* **PAGE**
** BEGIN **
I’ve enjoyed several very fine bottles over the past few weeks (and one or two disappointments, to be sure: life is always a mixed bag), but the one bottle that really stood out for me amidst all my holiday indulgence was this: a 2005 Barbaresco from Produttori del Barbaresco.

That’s it: not a riserva, not a cru bottling – just the plain basic production from what has to be the finest cooperative winery in Italy. I know I’ve written here about the Produttori before, and I’m pretty sure that most of my readers have at least tasted some of their art, but this 2005 was just plain gorgeous. It was still fruit-forward in the manner of a vigorous young wine, but the fruit was mellow and maturing, and wrapped in a velvety, mid-weight body of perfectly balanced soft tannins and unassertive acidity.
** END **
* **WRITTEN EXERCISE 1**
In the Barbaresco passage, which winery produced the 2005 bottle that stood out?

* **TASK DATA**
** BEGIN **
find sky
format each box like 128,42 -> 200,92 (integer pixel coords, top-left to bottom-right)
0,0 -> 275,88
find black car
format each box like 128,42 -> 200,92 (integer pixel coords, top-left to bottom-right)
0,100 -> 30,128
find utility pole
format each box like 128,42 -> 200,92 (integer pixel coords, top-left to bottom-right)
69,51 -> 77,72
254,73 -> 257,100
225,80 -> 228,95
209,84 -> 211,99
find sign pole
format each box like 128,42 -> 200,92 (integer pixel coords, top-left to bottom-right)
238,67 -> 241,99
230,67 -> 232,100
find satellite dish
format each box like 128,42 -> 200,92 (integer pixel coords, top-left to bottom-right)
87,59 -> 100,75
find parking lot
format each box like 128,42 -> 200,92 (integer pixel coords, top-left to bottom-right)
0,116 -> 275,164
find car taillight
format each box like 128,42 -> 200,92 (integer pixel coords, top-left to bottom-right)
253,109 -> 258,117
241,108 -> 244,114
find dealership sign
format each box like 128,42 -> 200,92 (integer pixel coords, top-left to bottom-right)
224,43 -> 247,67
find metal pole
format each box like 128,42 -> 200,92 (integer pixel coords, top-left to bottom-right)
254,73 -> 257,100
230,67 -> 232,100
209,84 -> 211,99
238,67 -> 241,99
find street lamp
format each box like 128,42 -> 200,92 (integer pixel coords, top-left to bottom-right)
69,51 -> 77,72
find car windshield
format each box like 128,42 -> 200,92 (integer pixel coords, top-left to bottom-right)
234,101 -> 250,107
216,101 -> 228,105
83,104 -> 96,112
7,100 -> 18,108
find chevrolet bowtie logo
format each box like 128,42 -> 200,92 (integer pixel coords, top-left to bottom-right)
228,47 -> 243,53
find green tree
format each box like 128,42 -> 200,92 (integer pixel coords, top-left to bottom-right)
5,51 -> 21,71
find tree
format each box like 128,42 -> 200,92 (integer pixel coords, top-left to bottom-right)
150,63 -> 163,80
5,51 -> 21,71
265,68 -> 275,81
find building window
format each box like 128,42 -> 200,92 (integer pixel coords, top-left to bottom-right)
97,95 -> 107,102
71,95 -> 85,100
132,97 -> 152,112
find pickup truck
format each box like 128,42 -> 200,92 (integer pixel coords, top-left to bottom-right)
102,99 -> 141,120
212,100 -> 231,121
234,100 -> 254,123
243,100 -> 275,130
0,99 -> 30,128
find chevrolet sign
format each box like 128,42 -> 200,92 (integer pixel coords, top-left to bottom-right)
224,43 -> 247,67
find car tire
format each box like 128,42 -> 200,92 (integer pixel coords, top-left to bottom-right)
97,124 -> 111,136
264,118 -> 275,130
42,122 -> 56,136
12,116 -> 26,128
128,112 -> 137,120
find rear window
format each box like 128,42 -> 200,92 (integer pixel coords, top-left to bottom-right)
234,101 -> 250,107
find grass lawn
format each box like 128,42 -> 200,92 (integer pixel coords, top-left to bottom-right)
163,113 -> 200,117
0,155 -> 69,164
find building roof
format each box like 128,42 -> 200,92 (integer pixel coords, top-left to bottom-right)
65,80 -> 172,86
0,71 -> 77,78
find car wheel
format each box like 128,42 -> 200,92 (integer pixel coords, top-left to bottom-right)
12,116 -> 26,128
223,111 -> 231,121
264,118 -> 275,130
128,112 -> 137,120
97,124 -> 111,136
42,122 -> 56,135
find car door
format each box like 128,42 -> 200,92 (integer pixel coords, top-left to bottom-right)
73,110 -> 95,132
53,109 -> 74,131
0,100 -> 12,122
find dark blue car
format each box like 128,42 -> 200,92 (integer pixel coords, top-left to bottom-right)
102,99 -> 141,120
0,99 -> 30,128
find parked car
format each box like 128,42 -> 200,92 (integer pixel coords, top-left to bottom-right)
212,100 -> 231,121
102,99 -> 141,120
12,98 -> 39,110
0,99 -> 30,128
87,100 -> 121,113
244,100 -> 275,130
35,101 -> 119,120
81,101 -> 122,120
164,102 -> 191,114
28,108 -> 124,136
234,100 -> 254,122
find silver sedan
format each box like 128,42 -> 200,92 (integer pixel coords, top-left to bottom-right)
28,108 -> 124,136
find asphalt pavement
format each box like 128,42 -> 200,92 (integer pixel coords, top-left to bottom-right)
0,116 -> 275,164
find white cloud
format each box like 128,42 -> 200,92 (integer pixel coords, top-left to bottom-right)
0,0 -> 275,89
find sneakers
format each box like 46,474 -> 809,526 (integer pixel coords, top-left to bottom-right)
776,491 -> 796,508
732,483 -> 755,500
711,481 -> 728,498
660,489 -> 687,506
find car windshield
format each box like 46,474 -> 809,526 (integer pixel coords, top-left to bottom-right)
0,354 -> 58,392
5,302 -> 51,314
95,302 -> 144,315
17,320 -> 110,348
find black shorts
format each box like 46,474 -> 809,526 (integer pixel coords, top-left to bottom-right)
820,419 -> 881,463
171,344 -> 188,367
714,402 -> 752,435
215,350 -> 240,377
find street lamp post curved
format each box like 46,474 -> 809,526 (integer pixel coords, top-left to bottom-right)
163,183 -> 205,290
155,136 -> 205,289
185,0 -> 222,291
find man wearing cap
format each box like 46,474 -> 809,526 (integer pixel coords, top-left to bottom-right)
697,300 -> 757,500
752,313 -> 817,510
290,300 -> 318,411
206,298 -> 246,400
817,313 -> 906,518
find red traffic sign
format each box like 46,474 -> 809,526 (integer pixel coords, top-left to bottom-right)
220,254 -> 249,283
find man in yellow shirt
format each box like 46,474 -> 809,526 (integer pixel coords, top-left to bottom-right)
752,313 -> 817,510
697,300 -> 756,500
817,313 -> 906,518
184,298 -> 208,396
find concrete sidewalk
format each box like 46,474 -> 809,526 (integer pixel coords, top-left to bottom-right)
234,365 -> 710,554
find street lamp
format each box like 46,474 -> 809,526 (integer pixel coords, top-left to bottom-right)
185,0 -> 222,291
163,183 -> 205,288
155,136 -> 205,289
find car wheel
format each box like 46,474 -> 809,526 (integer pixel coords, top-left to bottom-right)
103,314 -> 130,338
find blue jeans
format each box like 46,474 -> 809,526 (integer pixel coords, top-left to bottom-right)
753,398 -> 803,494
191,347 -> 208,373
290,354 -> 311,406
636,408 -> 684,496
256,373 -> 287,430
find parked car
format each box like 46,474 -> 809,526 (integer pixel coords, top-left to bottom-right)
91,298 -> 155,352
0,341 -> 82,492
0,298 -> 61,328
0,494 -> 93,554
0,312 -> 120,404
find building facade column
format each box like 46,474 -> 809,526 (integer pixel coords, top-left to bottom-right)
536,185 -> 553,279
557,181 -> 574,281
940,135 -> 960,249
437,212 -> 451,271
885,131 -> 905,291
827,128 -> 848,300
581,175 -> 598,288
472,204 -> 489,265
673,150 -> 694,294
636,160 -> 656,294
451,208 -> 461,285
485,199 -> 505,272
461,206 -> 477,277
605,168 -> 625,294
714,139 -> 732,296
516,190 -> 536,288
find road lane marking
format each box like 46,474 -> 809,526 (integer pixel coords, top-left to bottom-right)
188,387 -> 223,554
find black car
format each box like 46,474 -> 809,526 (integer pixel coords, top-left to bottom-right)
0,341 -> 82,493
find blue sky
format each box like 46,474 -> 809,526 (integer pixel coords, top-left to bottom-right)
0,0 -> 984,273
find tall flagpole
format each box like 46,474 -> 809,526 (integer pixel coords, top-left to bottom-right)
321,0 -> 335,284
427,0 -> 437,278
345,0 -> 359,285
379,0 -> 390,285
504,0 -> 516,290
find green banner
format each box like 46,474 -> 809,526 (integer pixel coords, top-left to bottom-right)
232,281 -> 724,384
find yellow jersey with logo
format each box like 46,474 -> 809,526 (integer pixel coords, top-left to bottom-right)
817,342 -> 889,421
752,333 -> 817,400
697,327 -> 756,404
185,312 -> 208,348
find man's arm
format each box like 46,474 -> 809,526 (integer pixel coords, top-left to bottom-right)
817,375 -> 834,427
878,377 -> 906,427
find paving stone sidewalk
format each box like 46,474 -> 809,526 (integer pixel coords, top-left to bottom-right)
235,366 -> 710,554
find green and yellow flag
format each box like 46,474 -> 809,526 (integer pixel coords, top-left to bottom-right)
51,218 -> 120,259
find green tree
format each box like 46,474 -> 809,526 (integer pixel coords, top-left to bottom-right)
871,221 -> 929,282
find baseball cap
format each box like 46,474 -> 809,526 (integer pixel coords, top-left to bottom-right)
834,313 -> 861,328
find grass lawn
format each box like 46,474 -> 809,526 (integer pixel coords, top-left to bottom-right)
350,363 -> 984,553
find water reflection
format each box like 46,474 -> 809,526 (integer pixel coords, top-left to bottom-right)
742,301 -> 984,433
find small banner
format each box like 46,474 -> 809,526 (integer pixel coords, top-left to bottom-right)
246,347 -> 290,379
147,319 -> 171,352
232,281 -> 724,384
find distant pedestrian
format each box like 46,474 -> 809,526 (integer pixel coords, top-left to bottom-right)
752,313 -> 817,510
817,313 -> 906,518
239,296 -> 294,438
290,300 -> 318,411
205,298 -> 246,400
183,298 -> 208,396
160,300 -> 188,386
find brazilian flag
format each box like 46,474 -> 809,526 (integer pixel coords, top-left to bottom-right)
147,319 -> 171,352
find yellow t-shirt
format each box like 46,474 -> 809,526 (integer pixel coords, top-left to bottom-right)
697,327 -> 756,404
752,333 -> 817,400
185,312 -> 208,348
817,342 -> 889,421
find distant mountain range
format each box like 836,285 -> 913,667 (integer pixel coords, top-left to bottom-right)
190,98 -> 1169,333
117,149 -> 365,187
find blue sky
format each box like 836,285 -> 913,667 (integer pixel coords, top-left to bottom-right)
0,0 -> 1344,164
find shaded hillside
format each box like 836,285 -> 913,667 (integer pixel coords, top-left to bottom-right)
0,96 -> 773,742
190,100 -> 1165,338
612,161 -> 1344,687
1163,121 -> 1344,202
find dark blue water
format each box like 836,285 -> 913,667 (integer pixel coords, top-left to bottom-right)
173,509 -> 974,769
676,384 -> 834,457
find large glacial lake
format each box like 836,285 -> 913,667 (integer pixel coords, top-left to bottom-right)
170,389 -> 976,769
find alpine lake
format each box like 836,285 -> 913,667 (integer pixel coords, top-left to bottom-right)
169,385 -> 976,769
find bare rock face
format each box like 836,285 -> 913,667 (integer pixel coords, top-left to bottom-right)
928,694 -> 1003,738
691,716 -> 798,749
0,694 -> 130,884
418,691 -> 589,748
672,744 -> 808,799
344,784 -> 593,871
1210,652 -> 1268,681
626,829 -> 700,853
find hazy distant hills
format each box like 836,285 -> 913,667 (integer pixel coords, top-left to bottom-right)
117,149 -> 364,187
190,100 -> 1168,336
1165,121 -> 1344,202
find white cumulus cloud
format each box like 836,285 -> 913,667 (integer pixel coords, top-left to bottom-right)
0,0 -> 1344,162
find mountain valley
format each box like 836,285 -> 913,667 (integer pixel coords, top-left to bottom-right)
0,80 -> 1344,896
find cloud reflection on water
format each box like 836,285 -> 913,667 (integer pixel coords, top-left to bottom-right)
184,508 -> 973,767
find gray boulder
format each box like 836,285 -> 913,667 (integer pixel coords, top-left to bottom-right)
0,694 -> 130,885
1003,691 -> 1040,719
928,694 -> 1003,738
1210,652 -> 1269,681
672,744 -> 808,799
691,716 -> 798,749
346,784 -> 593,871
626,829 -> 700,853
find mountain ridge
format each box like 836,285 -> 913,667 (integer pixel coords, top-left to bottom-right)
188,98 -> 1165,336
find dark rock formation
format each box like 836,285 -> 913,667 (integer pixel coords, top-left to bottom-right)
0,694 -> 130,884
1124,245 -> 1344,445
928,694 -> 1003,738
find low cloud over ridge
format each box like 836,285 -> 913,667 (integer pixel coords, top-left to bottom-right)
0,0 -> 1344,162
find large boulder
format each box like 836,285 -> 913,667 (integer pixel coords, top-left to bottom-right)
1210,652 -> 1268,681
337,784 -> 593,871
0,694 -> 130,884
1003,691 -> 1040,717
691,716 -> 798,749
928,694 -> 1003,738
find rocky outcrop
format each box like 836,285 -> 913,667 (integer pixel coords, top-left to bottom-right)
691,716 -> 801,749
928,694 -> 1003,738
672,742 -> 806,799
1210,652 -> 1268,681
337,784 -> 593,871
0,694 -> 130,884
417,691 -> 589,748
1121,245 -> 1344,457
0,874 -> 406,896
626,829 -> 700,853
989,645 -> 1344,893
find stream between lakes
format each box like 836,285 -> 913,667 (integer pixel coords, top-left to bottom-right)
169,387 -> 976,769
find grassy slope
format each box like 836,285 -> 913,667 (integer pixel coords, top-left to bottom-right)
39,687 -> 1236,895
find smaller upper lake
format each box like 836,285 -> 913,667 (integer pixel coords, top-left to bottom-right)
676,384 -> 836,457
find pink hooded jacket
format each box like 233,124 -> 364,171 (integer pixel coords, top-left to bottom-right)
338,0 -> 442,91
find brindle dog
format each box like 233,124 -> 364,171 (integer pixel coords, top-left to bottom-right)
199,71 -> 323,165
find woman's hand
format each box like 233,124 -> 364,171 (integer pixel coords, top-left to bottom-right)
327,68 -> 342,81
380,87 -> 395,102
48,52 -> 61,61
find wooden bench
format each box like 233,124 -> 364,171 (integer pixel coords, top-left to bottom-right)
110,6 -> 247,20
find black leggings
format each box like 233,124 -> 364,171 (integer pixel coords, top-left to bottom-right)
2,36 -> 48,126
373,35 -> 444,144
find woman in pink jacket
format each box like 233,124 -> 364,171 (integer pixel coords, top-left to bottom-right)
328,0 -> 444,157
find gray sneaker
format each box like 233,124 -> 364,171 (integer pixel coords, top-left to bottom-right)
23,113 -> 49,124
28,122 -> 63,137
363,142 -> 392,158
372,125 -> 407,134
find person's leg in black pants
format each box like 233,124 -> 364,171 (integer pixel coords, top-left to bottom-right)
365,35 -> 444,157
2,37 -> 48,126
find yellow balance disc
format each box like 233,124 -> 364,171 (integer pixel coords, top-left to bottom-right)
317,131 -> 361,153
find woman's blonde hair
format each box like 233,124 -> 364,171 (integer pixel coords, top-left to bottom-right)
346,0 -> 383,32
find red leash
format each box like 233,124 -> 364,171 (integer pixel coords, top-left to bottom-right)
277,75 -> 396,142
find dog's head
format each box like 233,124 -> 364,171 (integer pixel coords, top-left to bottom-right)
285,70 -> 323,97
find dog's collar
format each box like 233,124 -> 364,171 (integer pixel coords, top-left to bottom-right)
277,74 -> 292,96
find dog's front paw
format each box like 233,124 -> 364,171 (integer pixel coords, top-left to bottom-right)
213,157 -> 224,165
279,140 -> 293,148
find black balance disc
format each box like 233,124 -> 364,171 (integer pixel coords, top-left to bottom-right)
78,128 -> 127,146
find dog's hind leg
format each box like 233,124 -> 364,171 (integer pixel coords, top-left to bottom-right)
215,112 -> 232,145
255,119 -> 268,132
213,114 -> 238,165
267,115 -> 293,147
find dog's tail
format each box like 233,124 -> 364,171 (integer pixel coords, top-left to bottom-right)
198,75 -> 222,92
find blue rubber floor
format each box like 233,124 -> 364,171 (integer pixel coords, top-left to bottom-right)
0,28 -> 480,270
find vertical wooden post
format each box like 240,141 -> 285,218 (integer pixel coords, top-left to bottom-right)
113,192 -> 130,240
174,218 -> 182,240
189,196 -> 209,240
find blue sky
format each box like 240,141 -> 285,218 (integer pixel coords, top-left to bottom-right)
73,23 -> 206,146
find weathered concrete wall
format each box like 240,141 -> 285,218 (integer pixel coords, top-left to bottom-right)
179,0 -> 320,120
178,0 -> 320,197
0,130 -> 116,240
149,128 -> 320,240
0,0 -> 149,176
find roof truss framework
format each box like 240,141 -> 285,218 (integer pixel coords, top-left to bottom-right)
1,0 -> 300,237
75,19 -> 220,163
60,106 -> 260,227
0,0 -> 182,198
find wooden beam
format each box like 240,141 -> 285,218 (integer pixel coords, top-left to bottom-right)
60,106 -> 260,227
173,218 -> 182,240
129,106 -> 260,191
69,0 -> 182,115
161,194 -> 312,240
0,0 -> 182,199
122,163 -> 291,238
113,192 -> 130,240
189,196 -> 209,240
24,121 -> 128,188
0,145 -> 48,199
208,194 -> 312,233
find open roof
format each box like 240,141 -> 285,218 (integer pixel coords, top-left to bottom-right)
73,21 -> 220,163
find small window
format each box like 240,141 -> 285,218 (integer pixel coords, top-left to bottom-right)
** END **
* **WRITTEN EXERCISE 2**
Pull out every line of the records that contains the string "black", treating uppercase and lowercase as different.

* **EXERCISE RESULT 1**
Produttori del Barbaresco.

* **EXERCISE RESULT 2**
find black car
find black shorts
find black car
find black leggings
find person's leg in black pants
find black balance disc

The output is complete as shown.